## CONSIGNES DE TRAVAIL
Pouvez-vous recopier à l'identique les lignes des enregistrements, en commençant à celle qui contient "Teacher note: have the class pick out the helmet cheek" et en allant jusqu'à la dernière ligne incluse ?

Extraits d'un jeu de données de pointage
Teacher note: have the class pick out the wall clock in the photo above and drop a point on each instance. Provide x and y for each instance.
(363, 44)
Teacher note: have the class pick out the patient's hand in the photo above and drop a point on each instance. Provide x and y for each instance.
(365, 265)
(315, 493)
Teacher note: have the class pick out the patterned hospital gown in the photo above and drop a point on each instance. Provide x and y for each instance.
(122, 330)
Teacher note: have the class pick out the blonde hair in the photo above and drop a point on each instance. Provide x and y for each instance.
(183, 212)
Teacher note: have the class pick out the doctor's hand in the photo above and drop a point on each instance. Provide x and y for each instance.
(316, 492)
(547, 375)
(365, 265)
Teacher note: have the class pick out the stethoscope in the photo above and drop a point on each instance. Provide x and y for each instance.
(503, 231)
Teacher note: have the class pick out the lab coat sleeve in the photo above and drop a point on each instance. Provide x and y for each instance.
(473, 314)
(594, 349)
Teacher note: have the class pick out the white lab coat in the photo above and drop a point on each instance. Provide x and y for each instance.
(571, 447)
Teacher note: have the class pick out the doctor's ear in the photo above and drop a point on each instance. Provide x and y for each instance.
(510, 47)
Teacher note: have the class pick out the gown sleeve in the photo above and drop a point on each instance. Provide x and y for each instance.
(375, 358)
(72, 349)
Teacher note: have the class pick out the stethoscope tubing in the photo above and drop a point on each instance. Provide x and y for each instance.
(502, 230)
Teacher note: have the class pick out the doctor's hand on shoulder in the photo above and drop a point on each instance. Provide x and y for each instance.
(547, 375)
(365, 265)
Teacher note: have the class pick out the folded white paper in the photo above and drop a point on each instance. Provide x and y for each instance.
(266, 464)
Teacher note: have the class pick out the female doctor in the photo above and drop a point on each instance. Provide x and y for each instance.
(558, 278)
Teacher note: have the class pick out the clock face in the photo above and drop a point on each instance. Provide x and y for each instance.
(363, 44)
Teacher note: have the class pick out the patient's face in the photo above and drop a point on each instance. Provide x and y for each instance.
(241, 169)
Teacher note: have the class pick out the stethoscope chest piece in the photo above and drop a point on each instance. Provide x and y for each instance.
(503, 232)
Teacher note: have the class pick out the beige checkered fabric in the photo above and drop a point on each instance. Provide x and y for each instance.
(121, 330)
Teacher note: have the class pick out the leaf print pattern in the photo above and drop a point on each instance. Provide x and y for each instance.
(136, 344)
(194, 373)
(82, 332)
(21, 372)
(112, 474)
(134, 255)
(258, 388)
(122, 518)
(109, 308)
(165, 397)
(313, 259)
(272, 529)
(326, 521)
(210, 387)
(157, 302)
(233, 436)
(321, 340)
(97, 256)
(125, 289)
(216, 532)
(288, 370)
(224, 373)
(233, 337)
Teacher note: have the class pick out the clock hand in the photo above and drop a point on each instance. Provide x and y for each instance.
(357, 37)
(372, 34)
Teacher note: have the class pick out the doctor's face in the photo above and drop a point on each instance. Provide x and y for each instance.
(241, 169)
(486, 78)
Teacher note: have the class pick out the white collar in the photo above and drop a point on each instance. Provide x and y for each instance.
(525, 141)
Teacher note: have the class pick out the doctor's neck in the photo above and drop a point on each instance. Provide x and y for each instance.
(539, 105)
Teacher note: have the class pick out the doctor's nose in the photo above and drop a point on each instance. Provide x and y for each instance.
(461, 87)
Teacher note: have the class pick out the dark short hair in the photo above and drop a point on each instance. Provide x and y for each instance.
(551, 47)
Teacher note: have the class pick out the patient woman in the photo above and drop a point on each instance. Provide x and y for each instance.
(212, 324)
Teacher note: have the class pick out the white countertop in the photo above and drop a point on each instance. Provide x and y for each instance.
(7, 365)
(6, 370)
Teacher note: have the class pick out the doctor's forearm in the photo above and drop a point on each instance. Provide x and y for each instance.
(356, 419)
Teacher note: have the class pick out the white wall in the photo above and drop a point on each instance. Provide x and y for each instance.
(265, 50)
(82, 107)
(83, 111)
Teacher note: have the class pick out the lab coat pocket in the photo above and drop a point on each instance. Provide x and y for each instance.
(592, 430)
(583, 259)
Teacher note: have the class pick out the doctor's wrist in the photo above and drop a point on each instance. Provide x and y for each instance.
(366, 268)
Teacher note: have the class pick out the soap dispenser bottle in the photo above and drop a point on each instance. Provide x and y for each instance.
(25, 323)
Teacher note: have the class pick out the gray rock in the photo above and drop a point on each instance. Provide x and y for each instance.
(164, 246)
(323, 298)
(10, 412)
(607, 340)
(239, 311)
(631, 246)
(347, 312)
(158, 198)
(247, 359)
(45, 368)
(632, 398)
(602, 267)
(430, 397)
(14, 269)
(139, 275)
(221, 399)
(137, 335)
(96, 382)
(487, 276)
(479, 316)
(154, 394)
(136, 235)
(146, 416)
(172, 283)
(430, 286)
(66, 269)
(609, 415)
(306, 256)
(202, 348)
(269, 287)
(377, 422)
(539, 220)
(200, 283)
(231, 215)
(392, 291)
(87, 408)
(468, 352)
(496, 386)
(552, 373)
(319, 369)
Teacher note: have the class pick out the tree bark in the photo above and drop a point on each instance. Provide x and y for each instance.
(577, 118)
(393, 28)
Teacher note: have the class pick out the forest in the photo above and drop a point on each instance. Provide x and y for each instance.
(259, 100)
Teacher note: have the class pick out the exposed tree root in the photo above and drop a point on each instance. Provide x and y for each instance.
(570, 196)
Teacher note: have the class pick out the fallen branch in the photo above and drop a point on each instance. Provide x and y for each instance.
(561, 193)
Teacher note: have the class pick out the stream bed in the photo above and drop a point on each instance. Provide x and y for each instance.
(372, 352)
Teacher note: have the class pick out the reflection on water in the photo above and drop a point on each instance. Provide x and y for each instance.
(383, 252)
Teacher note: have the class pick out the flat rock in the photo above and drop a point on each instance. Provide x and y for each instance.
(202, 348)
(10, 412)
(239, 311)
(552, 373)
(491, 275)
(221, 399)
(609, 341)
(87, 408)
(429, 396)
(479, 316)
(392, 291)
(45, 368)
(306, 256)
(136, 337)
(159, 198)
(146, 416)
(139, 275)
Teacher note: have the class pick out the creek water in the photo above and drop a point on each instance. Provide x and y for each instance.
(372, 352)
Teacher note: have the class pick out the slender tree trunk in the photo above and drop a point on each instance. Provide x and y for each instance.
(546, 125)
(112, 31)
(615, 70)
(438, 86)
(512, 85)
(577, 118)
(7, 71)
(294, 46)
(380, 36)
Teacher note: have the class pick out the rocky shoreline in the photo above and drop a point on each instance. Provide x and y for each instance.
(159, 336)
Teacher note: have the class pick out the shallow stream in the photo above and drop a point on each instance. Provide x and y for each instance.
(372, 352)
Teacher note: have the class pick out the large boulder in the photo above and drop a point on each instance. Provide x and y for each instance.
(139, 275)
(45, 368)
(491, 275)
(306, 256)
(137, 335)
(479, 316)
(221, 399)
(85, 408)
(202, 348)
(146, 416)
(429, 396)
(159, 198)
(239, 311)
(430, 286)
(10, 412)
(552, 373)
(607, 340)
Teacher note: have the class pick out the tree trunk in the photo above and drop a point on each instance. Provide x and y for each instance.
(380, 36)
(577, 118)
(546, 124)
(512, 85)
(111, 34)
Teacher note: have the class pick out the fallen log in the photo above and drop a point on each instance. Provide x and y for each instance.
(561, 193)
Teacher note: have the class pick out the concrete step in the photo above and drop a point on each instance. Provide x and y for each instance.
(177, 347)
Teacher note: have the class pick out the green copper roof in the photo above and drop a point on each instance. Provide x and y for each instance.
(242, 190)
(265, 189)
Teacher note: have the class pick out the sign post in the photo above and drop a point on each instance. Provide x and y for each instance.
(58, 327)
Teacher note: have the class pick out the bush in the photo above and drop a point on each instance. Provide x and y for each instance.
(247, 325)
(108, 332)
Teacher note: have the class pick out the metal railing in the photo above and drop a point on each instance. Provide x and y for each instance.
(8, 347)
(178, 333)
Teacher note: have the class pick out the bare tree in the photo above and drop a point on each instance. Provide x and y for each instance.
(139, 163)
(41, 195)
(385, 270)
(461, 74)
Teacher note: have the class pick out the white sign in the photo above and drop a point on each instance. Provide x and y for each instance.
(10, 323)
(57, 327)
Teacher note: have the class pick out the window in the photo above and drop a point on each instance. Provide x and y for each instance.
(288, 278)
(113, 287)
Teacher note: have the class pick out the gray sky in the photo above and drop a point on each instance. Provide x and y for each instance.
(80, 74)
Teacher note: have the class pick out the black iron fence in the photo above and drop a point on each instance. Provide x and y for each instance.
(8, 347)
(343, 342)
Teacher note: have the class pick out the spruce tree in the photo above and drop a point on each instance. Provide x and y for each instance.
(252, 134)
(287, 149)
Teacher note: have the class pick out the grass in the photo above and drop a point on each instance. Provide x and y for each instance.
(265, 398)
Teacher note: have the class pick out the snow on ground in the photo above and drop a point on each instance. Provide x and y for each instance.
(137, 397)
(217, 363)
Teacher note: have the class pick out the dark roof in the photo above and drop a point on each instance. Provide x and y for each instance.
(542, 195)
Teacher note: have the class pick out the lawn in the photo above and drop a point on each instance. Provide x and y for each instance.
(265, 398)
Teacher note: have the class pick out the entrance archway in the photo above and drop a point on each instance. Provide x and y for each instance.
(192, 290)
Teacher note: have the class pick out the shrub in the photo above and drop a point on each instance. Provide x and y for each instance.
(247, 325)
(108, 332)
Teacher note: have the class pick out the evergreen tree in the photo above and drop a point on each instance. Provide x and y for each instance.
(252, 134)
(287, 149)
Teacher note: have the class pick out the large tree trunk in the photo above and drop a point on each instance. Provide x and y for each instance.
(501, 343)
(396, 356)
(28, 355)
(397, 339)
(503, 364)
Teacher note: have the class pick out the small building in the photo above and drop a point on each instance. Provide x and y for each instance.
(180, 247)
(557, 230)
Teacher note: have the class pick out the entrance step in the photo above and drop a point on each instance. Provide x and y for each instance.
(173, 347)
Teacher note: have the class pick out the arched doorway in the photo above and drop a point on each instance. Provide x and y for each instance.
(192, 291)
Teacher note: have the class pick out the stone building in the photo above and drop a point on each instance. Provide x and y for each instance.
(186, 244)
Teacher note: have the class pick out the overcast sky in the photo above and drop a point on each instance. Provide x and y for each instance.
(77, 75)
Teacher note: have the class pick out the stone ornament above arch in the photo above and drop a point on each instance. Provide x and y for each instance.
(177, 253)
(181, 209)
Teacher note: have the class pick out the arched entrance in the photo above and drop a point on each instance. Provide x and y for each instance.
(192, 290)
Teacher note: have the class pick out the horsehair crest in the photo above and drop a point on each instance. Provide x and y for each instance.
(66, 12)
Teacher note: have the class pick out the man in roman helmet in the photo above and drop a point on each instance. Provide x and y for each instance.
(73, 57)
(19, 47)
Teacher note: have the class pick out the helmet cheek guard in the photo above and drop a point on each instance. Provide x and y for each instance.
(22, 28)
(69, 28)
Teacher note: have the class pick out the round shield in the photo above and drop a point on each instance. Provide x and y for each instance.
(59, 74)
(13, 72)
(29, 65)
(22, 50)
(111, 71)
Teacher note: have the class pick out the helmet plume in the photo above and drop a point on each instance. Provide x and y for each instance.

## SOLUTION DÉTAILLÉE
Teacher note: have the class pick out the helmet cheek guard in the photo above and drop a point on each instance. Provide x and y for each instance.
(22, 28)
(69, 28)
Teacher note: have the class pick out the round shield in the photo above and drop a point on each instance. Provide x and y for each instance.
(59, 74)
(13, 72)
(29, 65)
(22, 50)
(111, 71)
Teacher note: have the class pick out the helmet plume in the photo above and drop a point on each instance. Provide x and y for each instance.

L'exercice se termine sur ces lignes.